* **STORED ROWS**:
· · · · ·

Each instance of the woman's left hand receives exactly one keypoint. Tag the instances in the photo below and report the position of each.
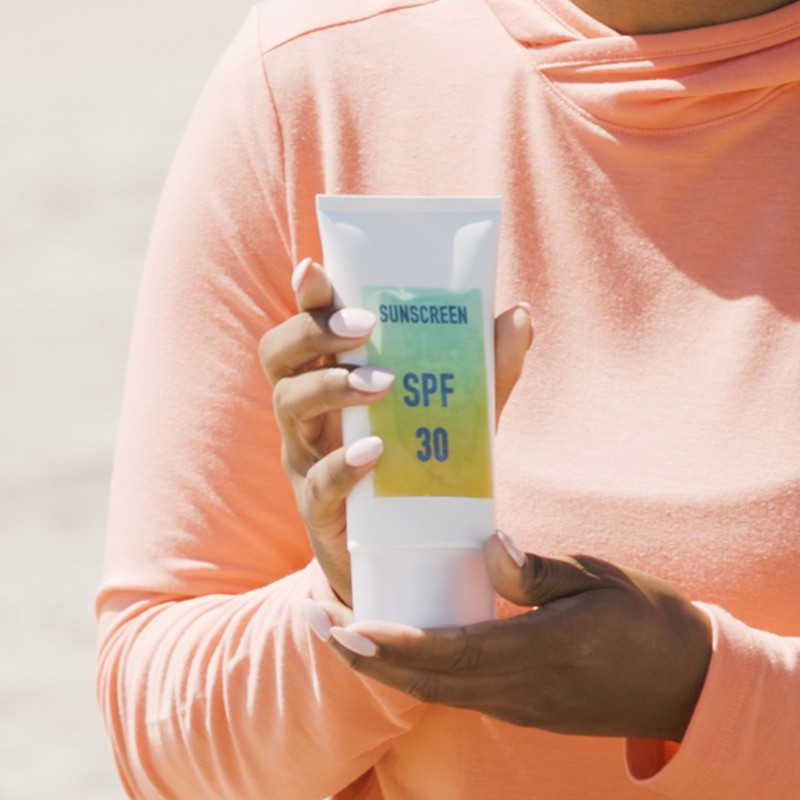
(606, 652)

· · · · ·

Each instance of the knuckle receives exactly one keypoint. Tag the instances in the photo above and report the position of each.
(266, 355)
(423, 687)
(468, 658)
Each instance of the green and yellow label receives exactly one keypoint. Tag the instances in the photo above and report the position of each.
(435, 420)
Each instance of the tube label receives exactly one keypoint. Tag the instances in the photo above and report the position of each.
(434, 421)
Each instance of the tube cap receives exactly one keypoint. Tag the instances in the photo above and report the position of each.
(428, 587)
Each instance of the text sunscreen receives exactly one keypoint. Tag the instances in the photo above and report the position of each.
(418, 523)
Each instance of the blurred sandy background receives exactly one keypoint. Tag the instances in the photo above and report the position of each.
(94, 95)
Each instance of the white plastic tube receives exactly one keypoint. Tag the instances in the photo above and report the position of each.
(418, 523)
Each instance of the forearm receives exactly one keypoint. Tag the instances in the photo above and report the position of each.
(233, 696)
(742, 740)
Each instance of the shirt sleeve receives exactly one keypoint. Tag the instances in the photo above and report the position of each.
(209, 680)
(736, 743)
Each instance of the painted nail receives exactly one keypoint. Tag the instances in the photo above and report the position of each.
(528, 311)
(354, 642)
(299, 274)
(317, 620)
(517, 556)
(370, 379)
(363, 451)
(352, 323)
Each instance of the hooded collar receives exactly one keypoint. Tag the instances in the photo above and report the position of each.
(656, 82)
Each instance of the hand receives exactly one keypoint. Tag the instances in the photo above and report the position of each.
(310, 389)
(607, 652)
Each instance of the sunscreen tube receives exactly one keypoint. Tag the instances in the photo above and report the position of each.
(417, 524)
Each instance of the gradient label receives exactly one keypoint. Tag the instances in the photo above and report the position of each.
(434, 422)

· · · · ·

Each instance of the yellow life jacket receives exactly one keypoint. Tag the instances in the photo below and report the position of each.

· · · · ·

* **THE PROBLEM**:
Report each line above that contains the string "label", copying every such line in full.

* **EXERCISE SOLUTION**:
Each instance of the green and yellow label receives exactly one keypoint. Tag the instances in the photo above and report the position of each.
Each instance of the tube label receives exactly one keypoint. Tag the instances in the photo above and report the position of each.
Each instance of the gradient label receives exactly one keypoint. Tag the instances in the photo above and report the position of each.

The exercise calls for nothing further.